What you need to do:
Pick out each line of the data below that contains the string "target", and copy those lines.

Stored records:
------------------------------------

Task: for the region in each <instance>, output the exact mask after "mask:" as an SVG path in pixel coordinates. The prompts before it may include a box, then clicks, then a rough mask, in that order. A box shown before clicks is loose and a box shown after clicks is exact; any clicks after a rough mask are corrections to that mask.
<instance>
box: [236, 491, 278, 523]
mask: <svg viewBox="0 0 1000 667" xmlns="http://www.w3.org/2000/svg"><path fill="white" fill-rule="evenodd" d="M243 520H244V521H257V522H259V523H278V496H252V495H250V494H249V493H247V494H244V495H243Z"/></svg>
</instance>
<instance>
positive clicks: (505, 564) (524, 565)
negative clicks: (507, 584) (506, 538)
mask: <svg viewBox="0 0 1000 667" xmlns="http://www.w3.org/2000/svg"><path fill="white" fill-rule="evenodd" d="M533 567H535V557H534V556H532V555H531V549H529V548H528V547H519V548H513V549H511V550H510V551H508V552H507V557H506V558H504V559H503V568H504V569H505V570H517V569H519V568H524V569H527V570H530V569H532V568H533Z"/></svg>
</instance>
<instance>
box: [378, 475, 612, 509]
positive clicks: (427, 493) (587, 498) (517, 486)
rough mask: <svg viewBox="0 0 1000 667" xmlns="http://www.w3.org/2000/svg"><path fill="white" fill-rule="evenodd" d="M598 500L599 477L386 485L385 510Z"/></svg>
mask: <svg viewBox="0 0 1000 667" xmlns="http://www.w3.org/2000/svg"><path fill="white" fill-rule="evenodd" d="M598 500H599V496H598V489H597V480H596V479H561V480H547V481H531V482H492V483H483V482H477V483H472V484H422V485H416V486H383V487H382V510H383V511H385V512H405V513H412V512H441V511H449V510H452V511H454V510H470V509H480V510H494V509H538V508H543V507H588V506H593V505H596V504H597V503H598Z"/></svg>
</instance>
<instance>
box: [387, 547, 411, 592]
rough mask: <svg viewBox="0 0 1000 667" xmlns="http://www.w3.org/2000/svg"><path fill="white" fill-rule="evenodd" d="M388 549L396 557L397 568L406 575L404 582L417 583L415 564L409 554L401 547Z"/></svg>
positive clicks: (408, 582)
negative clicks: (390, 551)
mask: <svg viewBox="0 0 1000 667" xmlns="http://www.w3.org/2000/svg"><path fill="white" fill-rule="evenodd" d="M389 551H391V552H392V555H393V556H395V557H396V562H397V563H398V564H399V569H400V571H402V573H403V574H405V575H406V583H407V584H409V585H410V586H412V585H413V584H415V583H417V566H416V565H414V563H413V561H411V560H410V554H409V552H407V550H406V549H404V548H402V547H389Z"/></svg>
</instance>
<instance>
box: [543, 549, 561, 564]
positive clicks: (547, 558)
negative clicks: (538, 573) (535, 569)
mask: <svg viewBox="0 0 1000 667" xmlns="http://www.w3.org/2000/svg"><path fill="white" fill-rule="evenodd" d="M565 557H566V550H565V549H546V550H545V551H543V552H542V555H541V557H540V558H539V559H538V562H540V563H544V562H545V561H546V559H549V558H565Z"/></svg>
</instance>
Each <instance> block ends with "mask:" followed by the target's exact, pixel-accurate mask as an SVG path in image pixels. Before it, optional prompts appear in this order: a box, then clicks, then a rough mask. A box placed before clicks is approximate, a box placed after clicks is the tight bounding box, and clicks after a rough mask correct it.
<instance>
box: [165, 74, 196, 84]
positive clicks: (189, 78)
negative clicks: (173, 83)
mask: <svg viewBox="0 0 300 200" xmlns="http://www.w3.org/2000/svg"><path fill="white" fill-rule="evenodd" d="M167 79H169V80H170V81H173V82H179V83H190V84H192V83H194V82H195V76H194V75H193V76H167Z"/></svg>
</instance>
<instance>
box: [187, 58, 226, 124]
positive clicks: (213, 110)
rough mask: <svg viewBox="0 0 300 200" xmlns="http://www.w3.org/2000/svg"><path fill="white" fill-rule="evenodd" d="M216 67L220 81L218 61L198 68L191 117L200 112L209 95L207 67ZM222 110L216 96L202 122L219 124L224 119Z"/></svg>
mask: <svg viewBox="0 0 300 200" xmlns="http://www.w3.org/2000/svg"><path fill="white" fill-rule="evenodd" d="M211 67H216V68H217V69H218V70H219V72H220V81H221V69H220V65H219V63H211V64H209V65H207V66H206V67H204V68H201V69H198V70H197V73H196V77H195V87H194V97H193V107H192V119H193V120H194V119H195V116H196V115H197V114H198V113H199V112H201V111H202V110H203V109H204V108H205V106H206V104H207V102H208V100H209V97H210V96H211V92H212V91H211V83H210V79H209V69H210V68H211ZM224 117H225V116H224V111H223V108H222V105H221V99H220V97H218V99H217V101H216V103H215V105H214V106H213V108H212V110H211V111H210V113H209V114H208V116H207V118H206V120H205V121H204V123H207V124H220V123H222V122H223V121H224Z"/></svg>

------------------------------------

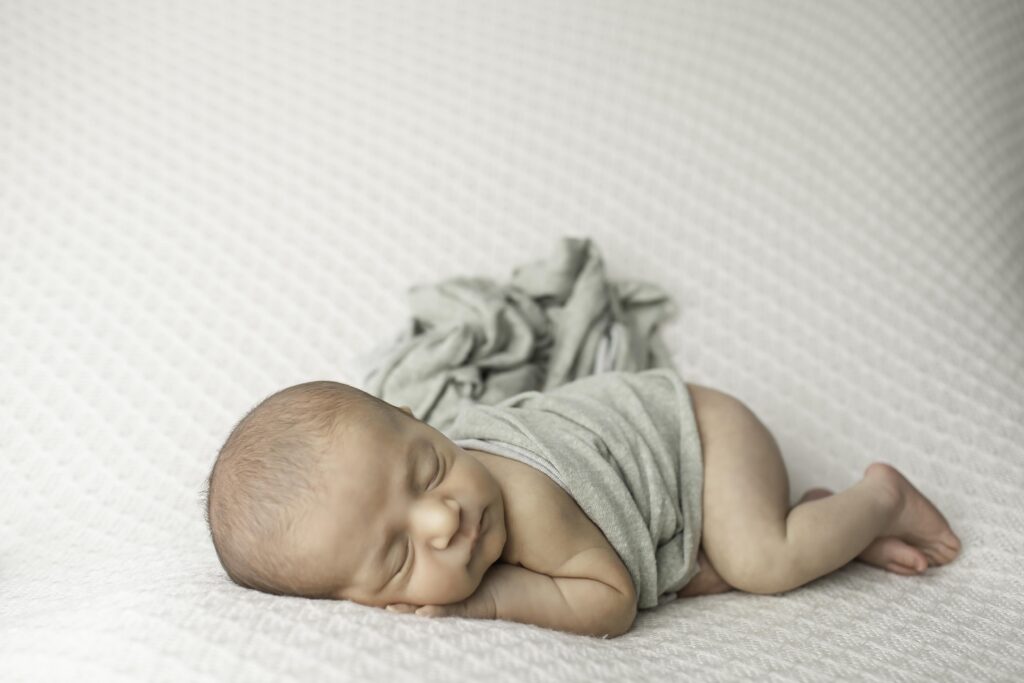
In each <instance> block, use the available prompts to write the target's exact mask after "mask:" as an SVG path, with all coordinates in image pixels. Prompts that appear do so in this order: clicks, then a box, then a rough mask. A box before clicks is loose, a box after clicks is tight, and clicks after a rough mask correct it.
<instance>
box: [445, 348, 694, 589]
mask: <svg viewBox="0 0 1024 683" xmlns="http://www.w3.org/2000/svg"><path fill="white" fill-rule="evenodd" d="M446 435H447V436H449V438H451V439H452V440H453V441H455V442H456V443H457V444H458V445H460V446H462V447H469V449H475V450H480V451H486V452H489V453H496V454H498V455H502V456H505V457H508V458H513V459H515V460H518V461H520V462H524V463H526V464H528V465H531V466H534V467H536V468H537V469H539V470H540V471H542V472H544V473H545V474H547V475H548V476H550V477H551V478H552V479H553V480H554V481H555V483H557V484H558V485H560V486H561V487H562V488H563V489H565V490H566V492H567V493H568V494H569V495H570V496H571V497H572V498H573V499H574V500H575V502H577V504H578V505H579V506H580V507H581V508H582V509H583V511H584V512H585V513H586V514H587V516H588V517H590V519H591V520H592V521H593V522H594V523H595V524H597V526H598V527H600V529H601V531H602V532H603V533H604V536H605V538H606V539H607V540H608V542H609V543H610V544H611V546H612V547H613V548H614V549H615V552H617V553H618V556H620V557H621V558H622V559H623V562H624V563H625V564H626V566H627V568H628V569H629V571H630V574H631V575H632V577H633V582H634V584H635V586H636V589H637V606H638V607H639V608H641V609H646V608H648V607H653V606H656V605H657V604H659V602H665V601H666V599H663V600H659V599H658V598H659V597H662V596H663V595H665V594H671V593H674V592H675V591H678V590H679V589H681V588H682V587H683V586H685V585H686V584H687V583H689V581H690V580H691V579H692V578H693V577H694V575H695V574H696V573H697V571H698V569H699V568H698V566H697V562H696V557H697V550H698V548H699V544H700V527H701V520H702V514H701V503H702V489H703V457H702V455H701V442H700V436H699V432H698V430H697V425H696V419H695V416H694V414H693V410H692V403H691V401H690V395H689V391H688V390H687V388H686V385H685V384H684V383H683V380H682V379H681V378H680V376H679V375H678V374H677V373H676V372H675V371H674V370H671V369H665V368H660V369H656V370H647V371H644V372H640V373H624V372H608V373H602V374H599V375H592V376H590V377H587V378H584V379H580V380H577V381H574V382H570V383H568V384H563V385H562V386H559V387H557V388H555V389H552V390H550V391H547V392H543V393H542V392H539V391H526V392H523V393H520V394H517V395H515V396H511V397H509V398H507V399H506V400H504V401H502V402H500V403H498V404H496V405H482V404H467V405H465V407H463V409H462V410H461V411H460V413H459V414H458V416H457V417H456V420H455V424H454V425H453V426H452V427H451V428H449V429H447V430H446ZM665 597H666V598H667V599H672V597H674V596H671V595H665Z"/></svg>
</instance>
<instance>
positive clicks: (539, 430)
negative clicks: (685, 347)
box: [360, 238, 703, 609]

------------------------------------

Written reply:
Each <instance> block ends with "mask:" followed by the target's exact, pixel-accurate mask as an SVG path in image pixels. Before it, optional prompts appear in this order: a box, then clicks, then a rough mask. A box placed before clicks is approximate, a box placed after clicks is the tight bounding box, and clicks after a rough mask correct it.
In each <instance> block, use the available prompts to write the target's exact mask after "mask:" as an SVG path, with all coordinates in image pixels. Prompts that appear do so in this order: clicks, then a box, then a rough mask. A box before clicks is loose, a box after clicks is tight, and clicks after a rough mask correct it.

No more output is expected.